• **Textauszug**:
Das Schiedsgericht hat dem Beklagten durch Fristverlängerung angemessen ermöglicht, seine Einwände im Schiedsverfahren geltend zu machen. Das pauschale Bestreiten, bestimmte Schreiben des Schiedsgerichts erhalten zu haben, ist eine bloße Schutz­behauptung; denn die Sendeberichte für die Schreiben des Schiedsgerichts vom 7.7. und 1.8. belegen, dass diese Telefaxe an den Faxanschluß des Beklagten über­mittelt und auch von diesem empfangen wurden. Der Beklagte ist von dem schieds­gericht­lichen Verfahren gehörig in Kenntnis gesetzt worden und hätte seine Angriffs- und Verteidigungsmittel, falls sein Geschäftsführer längere Zeit nicht erreichbar war, durch einen instruierten Vertreter geltend machen können.
Auch Art. 5 Abs. 1 b UNÜ steht der Vollstreckbarerklärung nicht im Wege. Die Entscheidung ohne mündliche Verhandlung entsprach der Verfahrensordnung des vereinbarten Schiedsgerichts. Auch die Zinsentscheidungen des Schiedsgerichts stehen im Einklang mit den maßgeblichen Vorschriften des englischen Arbitration Act 1996. Danach kann das Schiedsgericht auch ohne besonderen Antrag nach billigem Ermessen Zinsen und Zinseszinsen für die Zeit bis zum Erlass des Schiedsspruchs und für die Zeit ab Erlass des Schiedsspruchs zusprechen. Die Zubilligung von Zinsen über den Antrag des Klägers hinaus steht nicht in Widerspruch zu dessen Antrag; denn dieser ist ersichtlich nicht als Beschränkung der Befugnis des Schiedsgerichts zu verstehen, weitere Zinsen zuzusprechen. Damit sind auch die schiedsrichterlichen Entscheidungs­befugnisse nicht i.S.d. Art. 5 Abs. 1 c UNÜ überschritten.

(Gespeicherte Einträge aus einer Sammlung)

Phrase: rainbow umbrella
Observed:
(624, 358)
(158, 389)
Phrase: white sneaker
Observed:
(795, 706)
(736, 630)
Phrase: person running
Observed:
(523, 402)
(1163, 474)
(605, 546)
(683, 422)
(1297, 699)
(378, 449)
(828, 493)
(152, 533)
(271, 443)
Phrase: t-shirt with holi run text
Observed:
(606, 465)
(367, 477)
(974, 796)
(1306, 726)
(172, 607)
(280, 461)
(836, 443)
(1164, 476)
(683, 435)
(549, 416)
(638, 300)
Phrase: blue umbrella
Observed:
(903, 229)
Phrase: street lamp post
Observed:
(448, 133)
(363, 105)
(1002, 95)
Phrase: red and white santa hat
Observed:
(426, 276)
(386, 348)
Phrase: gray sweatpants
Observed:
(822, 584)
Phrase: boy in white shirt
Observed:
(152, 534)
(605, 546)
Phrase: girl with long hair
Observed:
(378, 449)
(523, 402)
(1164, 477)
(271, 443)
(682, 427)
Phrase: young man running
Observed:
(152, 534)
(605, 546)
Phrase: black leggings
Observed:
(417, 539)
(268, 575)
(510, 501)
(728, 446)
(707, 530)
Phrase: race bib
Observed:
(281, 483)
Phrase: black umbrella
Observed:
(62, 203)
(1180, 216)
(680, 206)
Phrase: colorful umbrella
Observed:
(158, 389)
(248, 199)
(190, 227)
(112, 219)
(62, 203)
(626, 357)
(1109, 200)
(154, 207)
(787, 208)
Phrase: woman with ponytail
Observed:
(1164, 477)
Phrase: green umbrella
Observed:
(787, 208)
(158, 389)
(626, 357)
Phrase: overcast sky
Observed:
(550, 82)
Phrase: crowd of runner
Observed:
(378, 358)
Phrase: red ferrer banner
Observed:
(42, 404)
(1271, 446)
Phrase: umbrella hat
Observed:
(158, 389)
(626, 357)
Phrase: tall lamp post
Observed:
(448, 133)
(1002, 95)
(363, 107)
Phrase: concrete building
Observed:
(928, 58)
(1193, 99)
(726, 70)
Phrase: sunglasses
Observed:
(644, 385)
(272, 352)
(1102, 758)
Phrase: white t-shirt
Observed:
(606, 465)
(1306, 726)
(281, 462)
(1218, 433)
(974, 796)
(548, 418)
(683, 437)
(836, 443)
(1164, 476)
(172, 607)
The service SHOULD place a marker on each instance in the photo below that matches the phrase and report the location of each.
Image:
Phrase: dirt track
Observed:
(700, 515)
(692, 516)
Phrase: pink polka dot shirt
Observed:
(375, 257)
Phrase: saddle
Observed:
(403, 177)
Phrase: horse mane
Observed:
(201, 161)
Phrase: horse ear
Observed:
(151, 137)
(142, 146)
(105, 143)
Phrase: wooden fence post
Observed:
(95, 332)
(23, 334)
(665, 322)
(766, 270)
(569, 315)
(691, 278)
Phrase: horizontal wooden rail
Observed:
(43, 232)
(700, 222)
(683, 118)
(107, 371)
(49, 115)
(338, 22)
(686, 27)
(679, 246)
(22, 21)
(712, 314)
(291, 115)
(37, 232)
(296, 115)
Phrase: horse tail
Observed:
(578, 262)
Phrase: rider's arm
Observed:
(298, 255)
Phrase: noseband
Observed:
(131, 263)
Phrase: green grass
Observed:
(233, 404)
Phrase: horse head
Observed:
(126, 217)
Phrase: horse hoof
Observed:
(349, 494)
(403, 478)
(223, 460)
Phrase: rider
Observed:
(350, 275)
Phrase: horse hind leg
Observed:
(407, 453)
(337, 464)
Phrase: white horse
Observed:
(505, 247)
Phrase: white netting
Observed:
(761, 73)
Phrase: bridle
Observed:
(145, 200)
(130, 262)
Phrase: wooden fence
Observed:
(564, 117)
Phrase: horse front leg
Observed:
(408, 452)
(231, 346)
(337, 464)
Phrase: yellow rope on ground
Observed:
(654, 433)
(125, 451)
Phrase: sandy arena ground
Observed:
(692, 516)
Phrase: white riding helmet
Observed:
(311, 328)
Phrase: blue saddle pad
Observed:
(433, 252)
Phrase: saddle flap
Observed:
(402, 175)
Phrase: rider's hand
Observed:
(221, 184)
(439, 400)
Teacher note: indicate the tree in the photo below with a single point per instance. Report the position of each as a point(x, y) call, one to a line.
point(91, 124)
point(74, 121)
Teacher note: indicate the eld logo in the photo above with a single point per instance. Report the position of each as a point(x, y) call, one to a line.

• **Arbeitsauftrag A**: Gib aus dem Textauszug zum Schiedsverfahren den Abschnitt von „Auch Art. 5“ bis „c UNÜ überschritten.“ wortgetreu wieder.
• **Arbeitsauftrag B**: Führe den Textauszug zur Vollstreckbarerklärung des Schiedsspruchs im Anschluss an seinen letzten Satz fort.

• **Lösung A**:
Auch Art. 5 Abs. 1 b UNÜ steht der Vollstreckbarerklärung nicht im Wege. Die Entscheidung ohne mündliche Verhandlung entsprach der Verfahrensordnung des vereinbarten Schiedsgerichts. Auch die Zinsentscheidungen des Schiedsgerichts stehen im Einklang mit den maßgeblichen Vorschriften des englischen Arbitration Act 1996. Danach kann das Schiedsgericht auch ohne besonderen Antrag nach billigem Ermessen Zinsen und Zinseszinsen für die Zeit bis zum Erlass des Schiedsspruchs und für die Zeit ab Erlass des Schiedsspruchs zusprechen. Die Zubilligung von Zinsen über den Antrag des Klägers hinaus steht nicht in Widerspruch zu dessen Antrag; denn dieser ist ersichtlich nicht als Beschränkung der Befugnis des Schiedsgerichts zu verstehen, weitere Zinsen zuzusprechen. Damit sind auch die schiedsrichterlichen Entscheidungs­befugnisse nicht i.S.d. Art. 5 Abs. 1 c UNÜ überschritten.

• **Lösung B**:
Auch die fehlende Begründung ist kein Verfahrensverstoß i.S.d. Art. 5 Abs. 1 d UNÜ, wie sich aus der maßgeblichen Verfahrensordnung des Schiedsgerichts ergibt.
Die Vollstreckbarerklärung widerspricht auch nicht der öffentlichen Ordnung der Bundesrepublik i.S.d. Art. 5 Abs. 2 b UNÜ. Die Anerkennung des Schiedsspruchs führt nicht zu einem Ergebnis, das offensichtlich gegen wesentliche Grundsätze des deutschen Rechts, insbesondere die Grundrechte, verstößt. Diese Voraussetzungen erfüllt weder die Zubilligung von Zinseszinsen noch die Zubilligung von Zinsen von Amts wegen noch die fehlende Begründung der Zinsentscheidung. Gerade in verfahrens­recht­licher Hinsicht kann einem ausländischen Schiedsspruch die Aner­ken­nung nur dann versagt werden, wenn das schiedsrichterliche Verfahren an einem schwerwiegenden, die Grundlagen des staatlichen und wirtschaftlichen Lebens berührenden Mangel leidet. Derartig grobe Verfahrensfehler sind hier nicht ersichtlich.